Look through the lines below; wherever the word "hair" appears, copy that line.

(Stored data entries)
------------------------------------------------------------------------

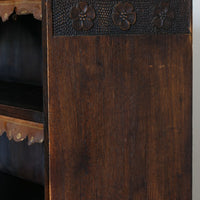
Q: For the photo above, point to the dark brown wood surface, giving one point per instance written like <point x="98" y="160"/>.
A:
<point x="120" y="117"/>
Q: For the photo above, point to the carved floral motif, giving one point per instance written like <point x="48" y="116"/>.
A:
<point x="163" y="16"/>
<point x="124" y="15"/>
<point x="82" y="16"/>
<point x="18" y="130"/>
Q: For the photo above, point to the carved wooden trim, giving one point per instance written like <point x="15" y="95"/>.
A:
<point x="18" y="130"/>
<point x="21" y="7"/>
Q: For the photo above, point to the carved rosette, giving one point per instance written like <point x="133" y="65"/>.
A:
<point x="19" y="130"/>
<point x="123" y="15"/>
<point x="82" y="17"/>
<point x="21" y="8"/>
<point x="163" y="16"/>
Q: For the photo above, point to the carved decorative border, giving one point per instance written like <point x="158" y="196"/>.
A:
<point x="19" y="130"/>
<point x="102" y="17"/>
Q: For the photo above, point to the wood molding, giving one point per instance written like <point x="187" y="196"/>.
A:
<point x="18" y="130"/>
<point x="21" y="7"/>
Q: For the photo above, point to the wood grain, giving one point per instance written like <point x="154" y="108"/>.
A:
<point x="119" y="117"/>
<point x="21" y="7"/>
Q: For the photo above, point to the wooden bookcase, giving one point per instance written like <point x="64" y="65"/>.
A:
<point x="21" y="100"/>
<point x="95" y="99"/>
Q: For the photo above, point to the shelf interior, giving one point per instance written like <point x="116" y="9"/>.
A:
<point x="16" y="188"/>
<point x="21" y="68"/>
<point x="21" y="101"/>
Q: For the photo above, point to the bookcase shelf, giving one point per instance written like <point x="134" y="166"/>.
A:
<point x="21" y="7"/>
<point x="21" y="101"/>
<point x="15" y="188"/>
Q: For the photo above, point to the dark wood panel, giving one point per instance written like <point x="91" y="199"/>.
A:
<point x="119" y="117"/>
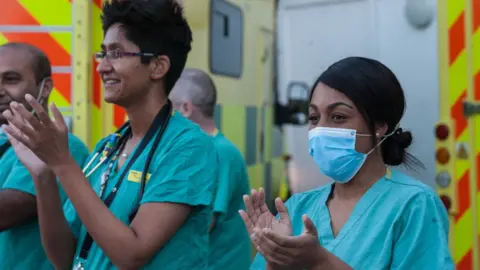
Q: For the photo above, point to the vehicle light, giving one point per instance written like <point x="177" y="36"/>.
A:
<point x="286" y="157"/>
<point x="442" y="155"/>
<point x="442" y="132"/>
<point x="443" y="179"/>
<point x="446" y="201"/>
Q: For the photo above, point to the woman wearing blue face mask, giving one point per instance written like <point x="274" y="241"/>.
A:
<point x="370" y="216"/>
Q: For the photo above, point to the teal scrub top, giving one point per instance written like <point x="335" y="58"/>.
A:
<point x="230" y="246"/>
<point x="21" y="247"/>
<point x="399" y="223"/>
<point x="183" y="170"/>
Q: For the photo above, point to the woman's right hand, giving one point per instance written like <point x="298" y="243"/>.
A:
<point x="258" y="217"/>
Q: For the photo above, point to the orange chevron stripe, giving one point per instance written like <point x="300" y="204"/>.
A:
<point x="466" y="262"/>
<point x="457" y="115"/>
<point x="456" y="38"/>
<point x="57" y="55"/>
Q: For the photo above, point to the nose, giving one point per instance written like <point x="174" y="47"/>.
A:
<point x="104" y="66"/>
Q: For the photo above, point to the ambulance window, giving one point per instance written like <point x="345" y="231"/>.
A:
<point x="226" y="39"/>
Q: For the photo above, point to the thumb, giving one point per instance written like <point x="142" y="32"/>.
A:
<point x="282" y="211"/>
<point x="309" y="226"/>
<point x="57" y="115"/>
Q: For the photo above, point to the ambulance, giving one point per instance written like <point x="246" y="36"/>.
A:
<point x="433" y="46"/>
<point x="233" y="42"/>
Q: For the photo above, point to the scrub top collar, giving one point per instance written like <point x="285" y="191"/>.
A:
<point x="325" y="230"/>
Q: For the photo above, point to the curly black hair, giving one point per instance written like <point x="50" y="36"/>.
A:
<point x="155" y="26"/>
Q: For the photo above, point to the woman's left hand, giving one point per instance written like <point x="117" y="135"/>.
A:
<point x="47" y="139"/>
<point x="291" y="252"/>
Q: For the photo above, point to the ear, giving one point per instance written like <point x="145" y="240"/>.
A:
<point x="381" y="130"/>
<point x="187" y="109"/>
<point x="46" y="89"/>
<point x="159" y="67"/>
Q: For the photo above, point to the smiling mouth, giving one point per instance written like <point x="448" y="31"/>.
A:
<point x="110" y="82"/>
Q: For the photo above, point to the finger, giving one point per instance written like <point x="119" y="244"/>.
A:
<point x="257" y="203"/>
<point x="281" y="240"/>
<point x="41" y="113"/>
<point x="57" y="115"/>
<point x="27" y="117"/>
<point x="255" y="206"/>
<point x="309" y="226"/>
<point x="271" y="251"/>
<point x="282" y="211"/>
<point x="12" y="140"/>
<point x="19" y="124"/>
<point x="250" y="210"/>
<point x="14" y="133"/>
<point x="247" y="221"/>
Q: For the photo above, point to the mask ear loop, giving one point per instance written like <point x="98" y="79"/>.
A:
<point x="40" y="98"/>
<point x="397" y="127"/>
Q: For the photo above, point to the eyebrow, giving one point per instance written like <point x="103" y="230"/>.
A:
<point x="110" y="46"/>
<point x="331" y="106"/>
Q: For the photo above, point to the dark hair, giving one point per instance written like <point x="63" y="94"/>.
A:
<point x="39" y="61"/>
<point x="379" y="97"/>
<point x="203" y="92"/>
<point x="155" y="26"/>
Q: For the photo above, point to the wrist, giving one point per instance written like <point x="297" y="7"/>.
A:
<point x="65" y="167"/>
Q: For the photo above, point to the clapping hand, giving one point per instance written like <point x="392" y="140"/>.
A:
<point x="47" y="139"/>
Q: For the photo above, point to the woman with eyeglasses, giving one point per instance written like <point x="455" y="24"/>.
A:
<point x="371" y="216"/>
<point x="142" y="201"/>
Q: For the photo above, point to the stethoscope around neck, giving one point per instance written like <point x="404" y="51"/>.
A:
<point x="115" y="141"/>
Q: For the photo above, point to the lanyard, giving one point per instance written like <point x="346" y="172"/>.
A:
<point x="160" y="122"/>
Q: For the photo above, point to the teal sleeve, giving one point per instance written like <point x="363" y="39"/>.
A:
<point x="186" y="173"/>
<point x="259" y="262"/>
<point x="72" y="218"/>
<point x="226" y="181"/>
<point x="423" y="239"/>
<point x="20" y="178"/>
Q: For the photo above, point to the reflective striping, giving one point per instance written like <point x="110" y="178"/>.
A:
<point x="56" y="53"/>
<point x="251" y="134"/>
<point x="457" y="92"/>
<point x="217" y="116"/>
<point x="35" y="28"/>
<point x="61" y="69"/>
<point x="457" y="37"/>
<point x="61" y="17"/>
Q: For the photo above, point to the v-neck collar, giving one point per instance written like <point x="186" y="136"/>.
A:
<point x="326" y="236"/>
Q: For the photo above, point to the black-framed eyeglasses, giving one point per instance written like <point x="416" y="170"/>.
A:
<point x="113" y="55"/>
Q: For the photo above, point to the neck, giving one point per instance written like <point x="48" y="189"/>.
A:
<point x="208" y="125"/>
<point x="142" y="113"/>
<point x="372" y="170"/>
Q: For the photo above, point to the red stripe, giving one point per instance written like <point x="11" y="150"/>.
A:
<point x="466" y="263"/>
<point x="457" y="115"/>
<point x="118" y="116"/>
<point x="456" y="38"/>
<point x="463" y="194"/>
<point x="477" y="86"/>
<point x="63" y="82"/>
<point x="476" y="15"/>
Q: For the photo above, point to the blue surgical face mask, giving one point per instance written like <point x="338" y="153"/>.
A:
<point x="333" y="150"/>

------------------------------------------------------------------------

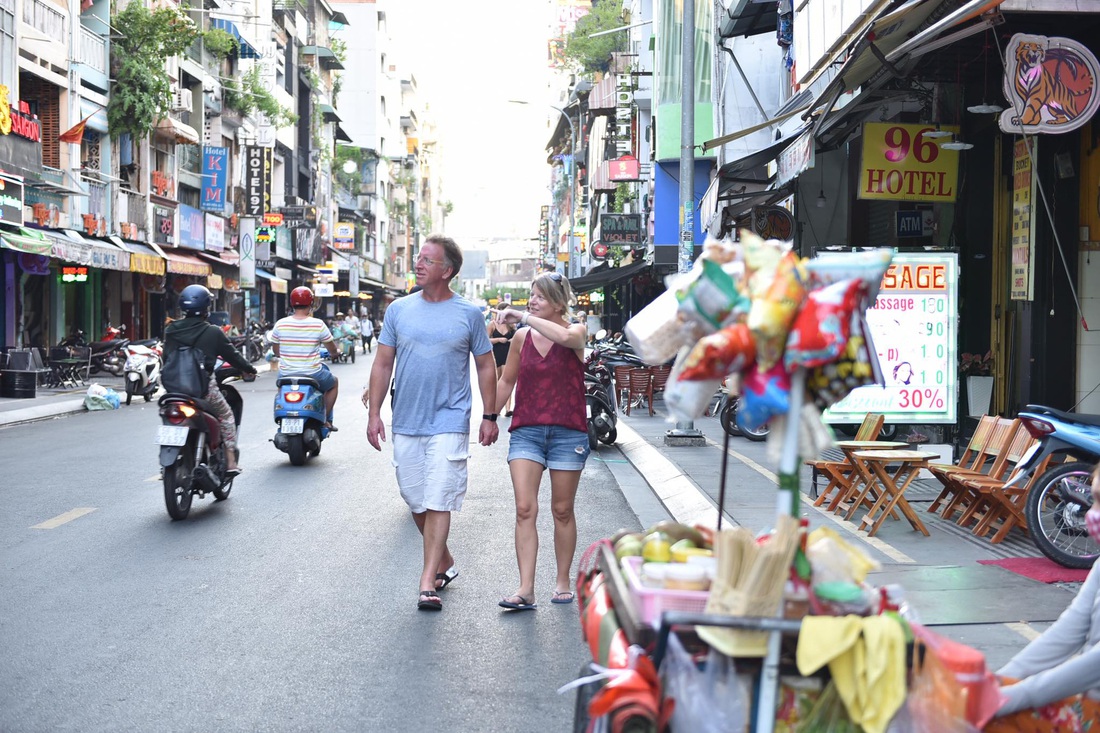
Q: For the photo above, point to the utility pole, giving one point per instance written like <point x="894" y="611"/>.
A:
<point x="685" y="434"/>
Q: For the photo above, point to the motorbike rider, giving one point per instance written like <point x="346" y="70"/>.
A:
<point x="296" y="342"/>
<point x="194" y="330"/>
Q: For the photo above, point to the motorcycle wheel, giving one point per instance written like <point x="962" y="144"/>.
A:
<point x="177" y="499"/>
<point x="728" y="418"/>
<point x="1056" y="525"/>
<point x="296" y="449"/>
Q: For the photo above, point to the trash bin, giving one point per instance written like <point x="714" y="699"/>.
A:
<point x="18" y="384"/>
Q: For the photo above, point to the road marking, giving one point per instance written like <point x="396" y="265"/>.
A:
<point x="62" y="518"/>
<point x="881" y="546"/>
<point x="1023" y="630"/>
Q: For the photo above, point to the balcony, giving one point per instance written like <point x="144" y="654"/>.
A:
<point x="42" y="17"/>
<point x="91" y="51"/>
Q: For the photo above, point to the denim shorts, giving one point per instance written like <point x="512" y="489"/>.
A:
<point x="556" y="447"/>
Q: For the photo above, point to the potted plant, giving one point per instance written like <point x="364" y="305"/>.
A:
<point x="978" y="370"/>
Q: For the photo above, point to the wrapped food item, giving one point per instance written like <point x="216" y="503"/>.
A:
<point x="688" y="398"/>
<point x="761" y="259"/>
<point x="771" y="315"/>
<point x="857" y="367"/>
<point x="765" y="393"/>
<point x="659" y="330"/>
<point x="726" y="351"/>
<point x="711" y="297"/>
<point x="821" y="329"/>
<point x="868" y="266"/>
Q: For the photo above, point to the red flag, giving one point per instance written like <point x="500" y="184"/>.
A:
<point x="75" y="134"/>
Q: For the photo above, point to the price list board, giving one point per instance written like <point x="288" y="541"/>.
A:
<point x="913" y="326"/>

------------------------------------------------------------------------

*ANSWER TO THIS PROBLEM:*
Q: For the photo above, point to the curly black hair, giving one point per instance written like <point x="50" y="36"/>.
Q: For the photo above, point to the dark hair, giving one point per instance written like <point x="63" y="94"/>.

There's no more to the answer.